Passage provided —
────────
City raises two issues for this Court's review:
I. Whether the Department's failure to issue a letter of findings in a timely manner voids the assessment of gross income tax made by the Department.

II. Whether the Department has the authority to assess gross income tax on the profit made on the buying and selling of the bonds when the bonds are:

     a. exempt from gross income tax under their enabling     statutes and;

     b. have been treated as exempt by the Department for     forty-two years.

FACTS
    City is a corporation engaged in the business of buying and selling securities for profit. During the years 1989, 1990, and 1991, City sold bonds that had been issued by school building corporations and political subdivisions to raise revenue for various projects. In 1992, after an audit of City's records, the Department issued notices of proposed assessment against City for additional gross income tax, interest, and penalties related to City's sale of the bonds.
    The Department based this assessment on the fact that City sold the bonds at a higher price than it paid for the bonds. In short, City purchased the bonds and then sold them for a profit without waiting for the bonds to mature and earn interest. City filed a written protest with the department on February 5, 1993 challenging the proposed assessment.
    On April 12, 1994, the Department held a hearing on City's protest. The Department issued its Letter of Findings (LOF) on July 26, 1994, 105 days after the

hearing. The Department concluded in its LOF that City did not owe a tax penalty but that the income gained from the sale of the bonds was taxable. On September 26, 1994, the Department issued Assessment Notices to City requesting payment of the additional gross income tax liability and interest. City paid the assessments and then filed a claim for refund of the assessments with the Department on October 31, 1994.
    After more than 180 days had passed without action by the Department on City's claim for refund, City initiated an original tax appeal in this Court on May 26, 1995. See Ind. Code Ann. § 6-8.1-9-1(c)(3) (West Supp. 1998). Both parties filed motions for summary judgment.See footnote 1

ANALYSIS AND OPINION
Standard of Review

     This court reviews final determinations of the Department de novo and is bound neither by the evidence nor the issues raised at the administrative level. See Ind. Code Ann. § 6-8.1-9-1(d) (West Supp. 1998); ANR Pipeline Co. v. Department of State Revenue, 672 N.E.2d 91, 93 (Ind. Tax Ct. 1996). Summary judgment is appropriate only when no genuine issue of material fact exists. Ind. T. R. 56(C); Roehl Transp., Inc. v. Department of State Revenue, 653 N.E.2d 539, 541 (Ind. Tax Ct. 1995).
Discussion
    Before the Court is able to address the parties' arguments, it must first examine whether it has jurisdiction to hear this appeal. Although neither party raises the issue of the Court's jurisdiction, the Court is required to raise the issue sua sponte. See City of New Haven v. Chemical Waste Management, L.L.C, 685 N.E.2d 97, 102 (Ind. Ct. App. 1997); (citing Santiago v. Kilmer, 605 N.E.2d 237, 240 (Ind. Ct. App. 1992), trans. dismissed, 698 N.E.2d 1195 (Ind. 1988)). The question of whether this Court has jurisdiction over this case arises from a reading of two statutory provisions.
────────
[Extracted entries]
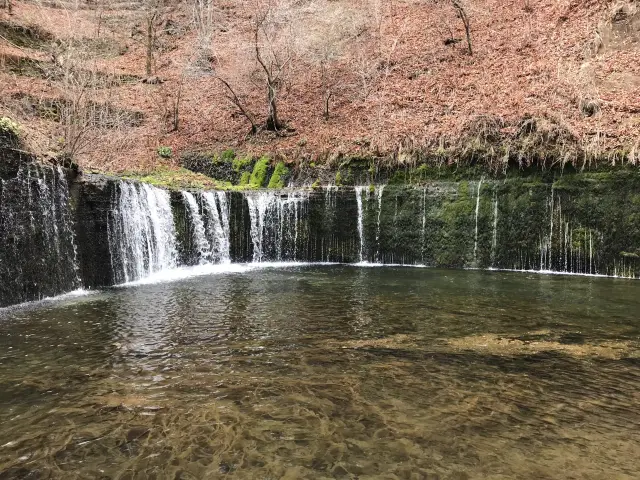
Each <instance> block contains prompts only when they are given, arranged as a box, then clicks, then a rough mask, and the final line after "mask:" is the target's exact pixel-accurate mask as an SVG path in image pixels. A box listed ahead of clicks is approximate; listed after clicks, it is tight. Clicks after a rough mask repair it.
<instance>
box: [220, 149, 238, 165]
mask: <svg viewBox="0 0 640 480" xmlns="http://www.w3.org/2000/svg"><path fill="white" fill-rule="evenodd" d="M220 158H221V159H222V161H223V162H232V161H233V160H234V159H235V158H236V152H235V151H234V150H233V148H228V149H227V150H225V151H224V152H222V153H221V154H220Z"/></svg>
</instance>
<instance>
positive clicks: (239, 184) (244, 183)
mask: <svg viewBox="0 0 640 480" xmlns="http://www.w3.org/2000/svg"><path fill="white" fill-rule="evenodd" d="M250 178H251V173H250V172H244V173H243V174H242V176H241V177H240V181H239V182H238V186H240V187H246V186H247V185H249V180H250Z"/></svg>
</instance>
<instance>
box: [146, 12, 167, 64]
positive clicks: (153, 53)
mask: <svg viewBox="0 0 640 480" xmlns="http://www.w3.org/2000/svg"><path fill="white" fill-rule="evenodd" d="M163 6H164V0H145V1H144V3H143V13H144V24H145V49H146V56H145V74H146V75H147V77H150V76H151V75H153V70H154V66H155V62H154V51H155V48H156V24H157V21H158V19H159V17H161V16H162V8H163Z"/></svg>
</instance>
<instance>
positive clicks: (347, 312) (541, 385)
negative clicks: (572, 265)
mask: <svg viewBox="0 0 640 480" xmlns="http://www.w3.org/2000/svg"><path fill="white" fill-rule="evenodd" d="M638 285H640V284H638V283H637V282H634V281H626V280H615V279H607V278H582V277H559V276H541V275H528V274H514V273H506V272H480V271H440V270H431V269H411V268H356V267H352V266H326V267H296V268H293V269H291V268H289V269H270V270H255V271H244V272H243V271H237V272H233V273H229V274H223V275H217V276H199V277H194V278H183V279H181V280H179V281H176V282H174V283H160V284H143V285H137V286H132V287H129V288H116V289H113V290H110V291H106V292H103V293H100V294H96V295H93V296H89V297H83V298H76V299H66V300H64V301H61V302H58V303H48V304H42V305H38V306H33V307H29V308H26V309H13V310H7V311H3V312H1V313H0V425H1V427H0V478H2V479H4V478H65V479H67V478H122V479H124V478H143V479H146V478H218V477H220V476H232V477H233V478H287V477H288V478H343V477H344V478H355V477H356V476H357V477H358V478H443V479H448V478H452V479H453V478H458V479H460V478H501V477H502V478H531V479H534V478H535V479H538V478H567V477H568V476H569V475H573V476H574V477H575V478H586V477H590V478H603V479H604V478H634V477H635V476H636V474H637V473H638V461H637V458H640V456H639V454H640V433H639V432H640V413H638V411H637V404H638V401H639V400H640V396H639V394H638V392H640V389H639V388H638V387H640V370H639V369H638V367H639V366H640V350H639V349H638V340H639V335H640V330H639V326H640V325H639V323H640V321H639V320H638V315H637V313H638V311H639V308H638V307H640V298H639V297H638V295H637V289H638V288H639V287H638Z"/></svg>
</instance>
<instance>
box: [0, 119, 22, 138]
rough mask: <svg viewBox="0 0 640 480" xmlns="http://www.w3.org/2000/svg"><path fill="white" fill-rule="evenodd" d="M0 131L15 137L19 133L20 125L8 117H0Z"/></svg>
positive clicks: (19, 133)
mask: <svg viewBox="0 0 640 480" xmlns="http://www.w3.org/2000/svg"><path fill="white" fill-rule="evenodd" d="M0 133H5V134H9V135H11V136H14V137H17V136H19V135H20V125H18V123H16V122H14V121H13V120H11V119H10V118H8V117H2V118H0Z"/></svg>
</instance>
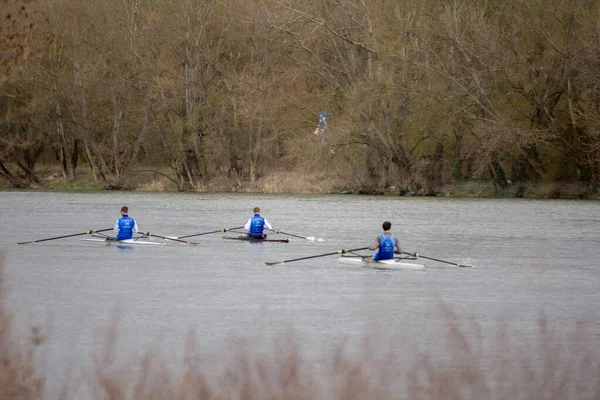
────────
What you have to do — Proceed with the tax court opinion on the bond sales, carrying it on from its final sentence. These entries were drawn from a different source.

Reply —
     The first of these statutory provisions states: “[T]he tax court does not have jurisdiction to hear an appeal that is filed more than one hundred eighty (180) days after the date on which the letter of findings is issued by the department.” Ind. Code Ann. § 6-8.1-5-1(g) (West Supp. 1998). The second deals with taxpayers who believe they have paid more tax than they owe and have filed a claim for refund. That section reads:
    If the person disagrees with any part of the department's decision, he may appeal the decision, regardless of whether or not he protested the tax payment or whether or not the person has accepted a refund. The person must file the appeal with the tax court. The tax court does not have jurisdiction to hear a refund appeal suit, if:
. . .

(3) the appeal is filed both before the decision is issued and before the one hundred eighty-first day after the date the person files the claim for refund with the department.

Ind. Code Ann. § 6-8.1-9-1(c) (emphasis added).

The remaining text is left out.